-- BEGIN DOCUMENT PASSAGE --

LUCY’S TOP TIP FOR ASPIRING AUTHORS: To read and to write! So many aspiring authors don’t write! And they don’t read books!
Lucy Cavendish is a natural born witch. She works magic every single day of her life, embracing it as a creed for personal fulfilment and happiness, and as a belief system that sees us as part of nature, thus giving us all the motivation to respect and revere and delight in our unique experience here on Planet Earth.
Lucy is the author of The Faery Forest: An Oracle of the Wild Green World, Witches and Wizards, Spellbound: the Secret Grimoire of Lucy Cavendish, The Lost Lands, Oracle of Shadows and Light, Oracle of the Mermaids, Oracle of the Shapeshifters, Les Vampires, Wild Wisdom of the Faery Oracle, Oracle of the Dragonfae, As Above, So Below, The Oracle Tarot, Magical Spell Cards and White Magic. Her work is published in seven different languages and has been enjoyed and recommended by Deepak Chopra and Louise L Hay, but it’s the connection with readers that she values most of all. Lucy created Witchcraft magazine in 1992, the first magazine of its kind in the world, and currently she writes features for magickal and mainstream magazines around the world. She appears regularly on mainstream and alternative television and radio offering insights into the Craft. She is a classic book witch and adores writing and reading, listening to and playing music, connecting with the wild, surfing and creating enchanted workshop experiences. She leads journeys, called Imrammas, to the sacred sites of Ancient Briton, and teaches internationally. She moves between Sydney, the Sapphire Coast and far northern NSW.

-- END DOCUMENT PASSAGE --

▶ **GOAL 1**:
Translate this sentence from the author profile into Spanish: "She moves between Sydney, the Sapphire Coast and far northern NSW."
▶ **GOAL 2**:
Reproduce the stretch of the author profile from "LUCY’S TOP TIP" through "on Planet Earth.", keeping every word and mark unchanged.
The material below has no connection to the author profile.

-- BEGIN DATA SECTION --

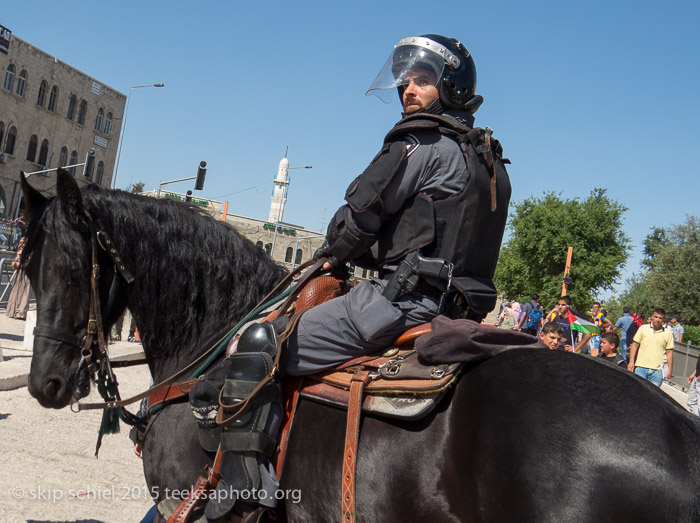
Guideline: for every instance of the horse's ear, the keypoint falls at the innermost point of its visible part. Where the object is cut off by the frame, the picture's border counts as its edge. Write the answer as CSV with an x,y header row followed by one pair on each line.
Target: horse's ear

-- END DATA SECTION --

▶ **OUTPUT 1**:
Se desplaza entre Sídney, la Sapphire Coast y el extremo norte de NSW.

▶ **OUTPUT 2**:
LUCY’S TOP TIP FOR ASPIRING AUTHORS: To read and to write! So many aspiring authors don’t write! And they don’t read books!
Lucy Cavendish is a natural born witch. She works magic every single day of her life, embracing it as a creed for personal fulfilment and happiness, and as a belief system that sees us as part of nature, thus giving us all the motivation to respect and revere and delight in our unique experience here on Planet Earth.